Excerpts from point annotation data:
** Begin **

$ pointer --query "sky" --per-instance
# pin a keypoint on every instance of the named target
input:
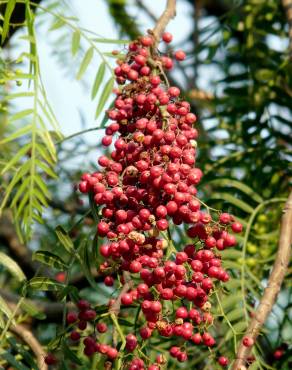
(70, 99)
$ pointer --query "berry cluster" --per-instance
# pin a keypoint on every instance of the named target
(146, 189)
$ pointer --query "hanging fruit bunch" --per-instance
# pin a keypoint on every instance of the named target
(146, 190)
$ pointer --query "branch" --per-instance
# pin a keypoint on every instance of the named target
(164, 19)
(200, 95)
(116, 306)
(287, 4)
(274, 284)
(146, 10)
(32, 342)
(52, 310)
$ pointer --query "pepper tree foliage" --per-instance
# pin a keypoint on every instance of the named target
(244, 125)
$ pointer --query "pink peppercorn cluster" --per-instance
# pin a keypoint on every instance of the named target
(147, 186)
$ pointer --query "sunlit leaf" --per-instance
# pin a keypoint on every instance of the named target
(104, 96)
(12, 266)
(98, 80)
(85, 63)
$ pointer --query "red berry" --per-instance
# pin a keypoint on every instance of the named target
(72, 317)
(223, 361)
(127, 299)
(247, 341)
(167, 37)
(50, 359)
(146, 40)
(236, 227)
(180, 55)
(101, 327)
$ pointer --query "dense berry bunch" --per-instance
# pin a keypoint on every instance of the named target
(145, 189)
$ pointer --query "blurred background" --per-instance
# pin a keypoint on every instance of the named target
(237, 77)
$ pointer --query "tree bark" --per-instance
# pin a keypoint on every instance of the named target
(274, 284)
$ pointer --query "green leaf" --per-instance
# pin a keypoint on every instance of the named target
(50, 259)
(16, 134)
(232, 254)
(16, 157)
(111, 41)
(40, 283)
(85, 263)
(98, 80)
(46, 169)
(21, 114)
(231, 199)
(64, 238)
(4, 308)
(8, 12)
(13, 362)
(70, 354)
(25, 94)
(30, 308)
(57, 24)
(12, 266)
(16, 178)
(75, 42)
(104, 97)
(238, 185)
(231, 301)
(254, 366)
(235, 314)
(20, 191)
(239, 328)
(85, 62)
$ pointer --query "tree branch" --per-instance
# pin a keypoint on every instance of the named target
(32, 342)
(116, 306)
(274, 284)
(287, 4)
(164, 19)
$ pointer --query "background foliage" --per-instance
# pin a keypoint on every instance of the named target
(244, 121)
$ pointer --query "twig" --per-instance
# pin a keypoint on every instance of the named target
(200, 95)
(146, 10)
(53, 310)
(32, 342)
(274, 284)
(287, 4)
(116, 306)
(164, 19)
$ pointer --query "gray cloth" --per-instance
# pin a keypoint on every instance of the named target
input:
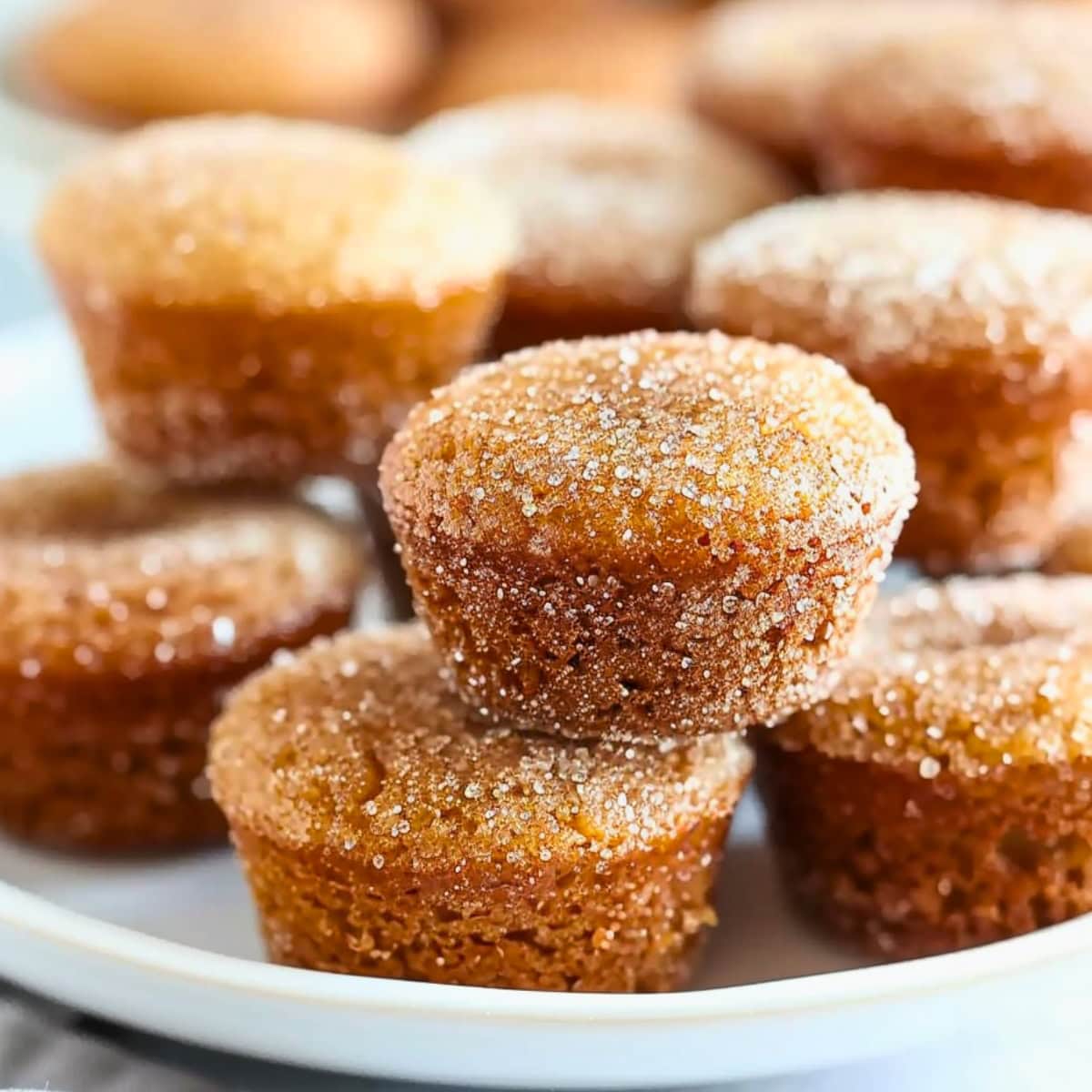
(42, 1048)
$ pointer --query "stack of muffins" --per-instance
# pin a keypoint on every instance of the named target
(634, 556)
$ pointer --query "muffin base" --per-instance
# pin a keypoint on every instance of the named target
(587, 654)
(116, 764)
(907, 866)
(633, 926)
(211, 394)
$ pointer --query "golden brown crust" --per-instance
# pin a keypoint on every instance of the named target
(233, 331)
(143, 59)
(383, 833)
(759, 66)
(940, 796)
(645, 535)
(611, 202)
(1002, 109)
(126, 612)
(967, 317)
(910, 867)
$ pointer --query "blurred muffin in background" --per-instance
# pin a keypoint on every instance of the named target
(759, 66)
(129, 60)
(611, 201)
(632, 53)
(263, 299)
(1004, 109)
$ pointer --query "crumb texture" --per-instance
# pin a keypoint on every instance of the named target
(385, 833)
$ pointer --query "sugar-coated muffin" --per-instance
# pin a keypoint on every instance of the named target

** End **

• [SHORT PROBLEM]
Reproduce all of the material above word for word. Omit the pictures.

• [FULL SOLUTION]
$ pointer --query "sky" --per-instance
# pin a keypoint on every instance of the named target
input:
(70, 99)
$ pointer --query "berry cluster" --per-instance
# pin a keypoint on every instance of the named target
(146, 189)
$ pointer --query "hanging fruit bunch" --per-instance
# pin a keypoint on every instance of the named target
(146, 190)
$ pointer --query "branch" --per-instance
# pin a keypoint on every instance of the named target
(164, 19)
(200, 95)
(116, 306)
(287, 4)
(274, 284)
(146, 10)
(32, 342)
(52, 310)
$ pointer --query "pepper tree foliage" --per-instance
# pin a keypoint on every instance of the named target
(244, 125)
$ pointer --query "pink peppercorn cluster" --per-instance
# pin a keypoint on every instance of the named target
(147, 186)
$ pointer --query "sunlit leaf" --per-instance
# pin a keypoint on every instance of the named target
(104, 96)
(12, 266)
(98, 80)
(85, 63)
$ pointer --query "red berry" --per-instance
# pin a keypoint on every instance of the named target
(72, 317)
(223, 361)
(127, 299)
(247, 341)
(167, 37)
(50, 359)
(146, 40)
(236, 227)
(180, 55)
(101, 327)
$ pointer --query "dense berry bunch" --per-instance
# pin a keypoint on every instance of the named target
(145, 189)
$ pointer --query "blurred background" --per-instance
# pin a keypoint on every instance of the named target
(237, 77)
$ pointer --query "tree bark" --per-instance
# pin a keypoint on every instance of the named target
(274, 284)
$ pointer --query "green leaf" --per-instance
# pin a keypoint on every instance of the named target
(50, 259)
(16, 134)
(232, 254)
(16, 157)
(111, 41)
(40, 283)
(85, 263)
(98, 80)
(46, 169)
(21, 114)
(231, 199)
(64, 238)
(4, 308)
(8, 12)
(13, 362)
(70, 354)
(25, 94)
(30, 308)
(57, 24)
(12, 266)
(16, 178)
(75, 42)
(104, 97)
(238, 185)
(231, 301)
(254, 366)
(235, 314)
(20, 191)
(239, 328)
(85, 62)
$ pointer --query "tree branch" --per-instance
# pin a keypoint on every instance of the named target
(32, 342)
(116, 306)
(274, 284)
(287, 4)
(164, 19)
$ pointer --query "background foliage" --per-instance
# pin a keypoint on every instance of the named target
(244, 121)
$ pointer --query "twig" --per-instance
# pin a keypoint on every instance of the named target
(200, 95)
(146, 10)
(53, 310)
(32, 342)
(274, 284)
(287, 4)
(116, 306)
(164, 19)
$ pointer --query "gray cloth" --per-instance
# pin a keypoint on every instance of the named target
input:
(42, 1048)
$ pointer --query "stack of muffins" --per-instance
# pin a keypoint on every instance of the named target
(634, 556)
$ pointer --query "muffin base" --per-instance
# pin a keypoint on every instance of the named target
(587, 654)
(116, 764)
(907, 866)
(633, 926)
(211, 394)
$ pointer --query "golden brown crust" --per-instance
# pin a keypoint on every instance of the named target
(233, 331)
(143, 59)
(383, 833)
(759, 66)
(940, 796)
(645, 535)
(611, 202)
(1002, 109)
(126, 612)
(967, 317)
(910, 867)
$ pointer --query "blurred muffin in background" --per-instance
# pin a keypoint on every instance of the named target
(759, 66)
(129, 60)
(611, 201)
(632, 53)
(263, 299)
(1004, 109)
$ pointer --query "crumb texture" --per-instance
# pin a keypoint on every instance of the named target
(385, 833)
$ pointer --query "sugar-coated muffin" --per-instance
# pin a keypoint on every instance of the named target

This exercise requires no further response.